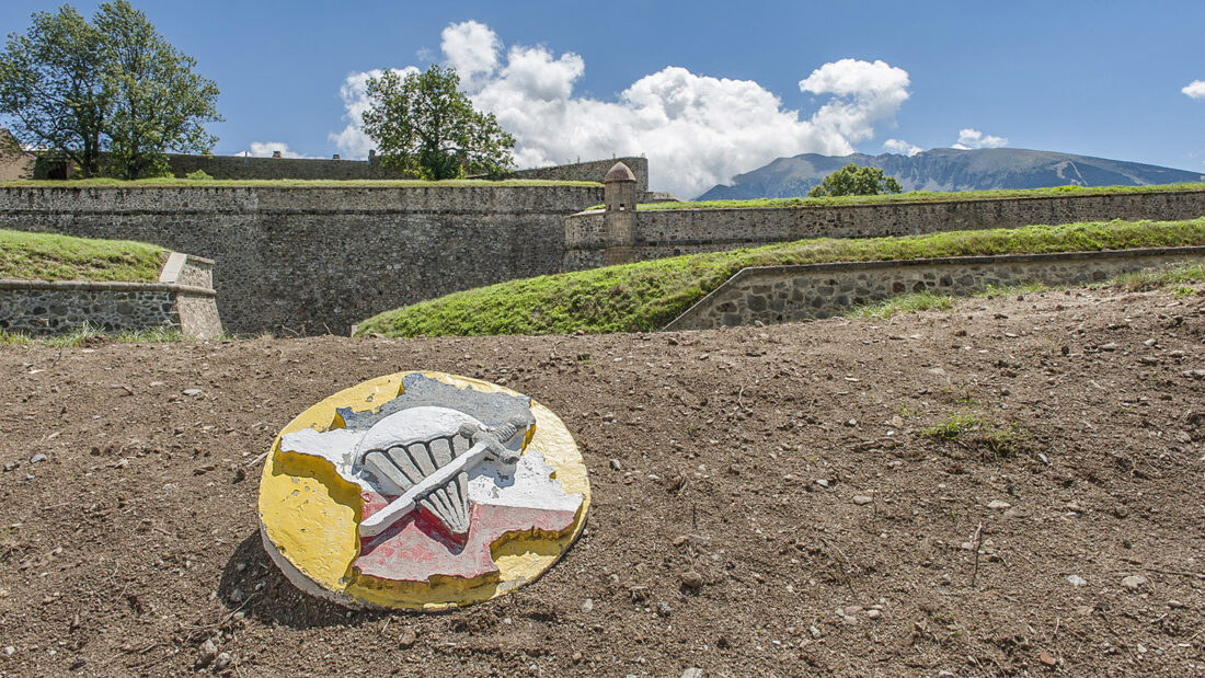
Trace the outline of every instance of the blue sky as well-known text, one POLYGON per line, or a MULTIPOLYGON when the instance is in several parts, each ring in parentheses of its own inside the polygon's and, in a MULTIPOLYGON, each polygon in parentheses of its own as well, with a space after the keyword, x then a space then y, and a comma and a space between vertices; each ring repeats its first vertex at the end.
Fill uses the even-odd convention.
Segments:
MULTIPOLYGON (((362 155, 364 73, 439 61, 471 71, 521 164, 645 153, 683 196, 777 157, 960 135, 1205 172, 1200 1, 134 5, 222 89, 217 153, 362 155)), ((6 0, 0 29, 57 6, 6 0)))

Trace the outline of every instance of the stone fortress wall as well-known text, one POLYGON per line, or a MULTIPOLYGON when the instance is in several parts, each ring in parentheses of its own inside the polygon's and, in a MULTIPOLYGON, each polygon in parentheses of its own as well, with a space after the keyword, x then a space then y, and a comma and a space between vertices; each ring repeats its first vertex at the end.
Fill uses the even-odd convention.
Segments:
MULTIPOLYGON (((607 164, 580 169, 593 173, 607 164)), ((817 236, 1205 214, 1201 190, 636 212, 631 206, 647 195, 647 163, 637 165, 642 176, 612 176, 622 181, 606 184, 610 197, 602 184, 30 184, 0 188, 0 228, 141 240, 213 258, 231 331, 346 334, 353 323, 424 299, 612 263, 817 236), (580 212, 605 200, 615 205, 580 212)))
POLYGON ((0 188, 0 228, 218 261, 227 329, 347 334, 381 311, 554 273, 594 185, 0 188))
MULTIPOLYGON (((2 131, 2 130, 0 130, 2 131)), ((640 190, 648 190, 648 160, 645 158, 619 158, 618 160, 592 160, 571 165, 552 167, 534 167, 507 172, 504 178, 584 181, 600 182, 607 170, 617 161, 633 169, 640 190)), ((29 159, 33 163, 33 159, 29 159)), ((204 171, 214 179, 310 179, 310 181, 368 181, 368 179, 404 179, 404 173, 381 166, 380 155, 375 153, 368 160, 340 160, 337 158, 252 158, 248 155, 192 155, 169 153, 167 164, 171 175, 177 178, 204 171)), ((65 173, 63 160, 42 157, 36 165, 25 167, 22 172, 16 165, 11 171, 0 163, 0 178, 51 178, 65 173), (8 171, 12 176, 6 176, 8 171)), ((65 177, 64 177, 65 178, 65 177)), ((589 207, 589 205, 582 205, 589 207)))
POLYGON ((1203 259, 1205 247, 1177 247, 758 266, 739 271, 665 330, 829 318, 909 293, 964 295, 1022 282, 1082 285, 1203 259))
POLYGON ((565 220, 564 269, 593 269, 607 247, 627 248, 629 261, 758 247, 811 237, 878 237, 937 231, 1017 228, 1109 219, 1191 219, 1205 216, 1205 190, 1141 191, 1044 197, 887 202, 772 208, 643 210, 628 242, 609 242, 607 220, 592 211, 565 220))
POLYGON ((213 261, 172 252, 158 283, 0 279, 0 330, 69 334, 83 324, 117 332, 176 328, 186 336, 222 334, 213 261))

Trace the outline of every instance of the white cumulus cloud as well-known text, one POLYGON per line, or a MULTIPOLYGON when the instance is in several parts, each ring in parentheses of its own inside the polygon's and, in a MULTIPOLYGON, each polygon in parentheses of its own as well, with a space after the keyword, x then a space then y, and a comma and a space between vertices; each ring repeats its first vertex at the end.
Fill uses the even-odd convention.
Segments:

--- --- ---

== Task prompt ==
Return every line of the data above verbatim, omitting the pictures.

== Complete answer ==
Trace the outline of every instance of the blue sky as well-known text, one POLYGON per line, or a MULTIPOLYGON when the instance is in several parts, each ring in parentheses of its own inside the polygon's and, in a MULTIPOLYGON, each polygon in parentheses of its own as well, with a space after the keyword, x then a space then y, and a comma and a space between vertices; each ring repeats its first vertex at the end.
Fill uses the even-odd convention.
Segments:
MULTIPOLYGON (((362 155, 364 73, 439 61, 471 71, 521 164, 645 153, 683 196, 777 157, 960 135, 1205 172, 1200 1, 134 5, 222 89, 217 153, 362 155)), ((6 0, 0 29, 57 6, 6 0)))

Trace the outline of every instance of the stone fortress wall as well-known text, one POLYGON per line, or a MULTIPOLYGON when the instance is in several parts, each ring in parentheses of its own inside the polygon's and, in a MULTIPOLYGON, each polygon in parentheses of its own as well, with a space after the keyword, x then a space then y, and a comma and a space between vertices; each ring repeats its first vertex at the end.
Fill uses the even-odd convention.
Segments:
MULTIPOLYGON (((607 164, 580 169, 593 173, 607 164)), ((817 236, 1205 214, 1201 190, 636 212, 631 206, 647 195, 647 163, 637 165, 642 176, 612 176, 622 181, 606 184, 610 197, 602 184, 30 184, 0 188, 0 228, 141 240, 213 258, 231 331, 346 334, 353 323, 424 299, 612 263, 817 236), (580 212, 605 200, 615 205, 580 212)))
POLYGON ((0 188, 0 228, 218 261, 227 329, 347 334, 381 311, 554 273, 594 185, 0 188))
MULTIPOLYGON (((2 131, 2 130, 0 130, 2 131)), ((640 190, 648 190, 648 160, 645 158, 619 158, 618 160, 592 160, 571 165, 552 167, 534 167, 507 172, 504 178, 584 181, 600 182, 607 170, 617 161, 633 169, 640 190)), ((29 159, 33 163, 33 159, 29 159)), ((204 171, 214 179, 310 179, 310 181, 368 181, 368 179, 404 179, 404 173, 381 166, 380 155, 375 153, 368 160, 340 160, 337 158, 252 158, 248 155, 192 155, 169 153, 167 164, 171 175, 177 178, 204 171)), ((65 173, 63 160, 42 157, 36 165, 25 167, 22 172, 16 165, 11 171, 0 163, 0 178, 51 178, 65 173), (8 171, 12 176, 6 176, 8 171)), ((65 177, 64 177, 65 178, 65 177)), ((589 207, 589 205, 582 205, 589 207)))
POLYGON ((1203 259, 1205 247, 1177 247, 758 266, 739 271, 665 330, 829 318, 909 293, 964 295, 1022 282, 1082 285, 1203 259))
POLYGON ((565 220, 564 269, 593 269, 607 247, 627 248, 629 261, 758 247, 811 237, 878 237, 937 231, 1017 228, 1109 219, 1191 219, 1205 216, 1205 190, 1141 191, 1044 197, 887 202, 772 208, 643 210, 628 242, 609 242, 607 220, 592 211, 565 220))
POLYGON ((213 261, 172 252, 158 283, 0 279, 0 330, 69 334, 83 324, 117 332, 176 328, 186 336, 222 334, 213 261))

Trace the outline of every instance of the white cumulus cloud as well-known text, one POLYGON per line, or a MULTIPOLYGON when the instance is in several parts, each ring in parentheses of its own inside the polygon's and, in a MULTIPOLYGON, each polygon in parentheses of its own as well, with a space after the keyword, x then a space then y, and a comma and a space between vertices; each ring repeats its first vertex at the end.
Fill uses the even-odd convention.
Segments:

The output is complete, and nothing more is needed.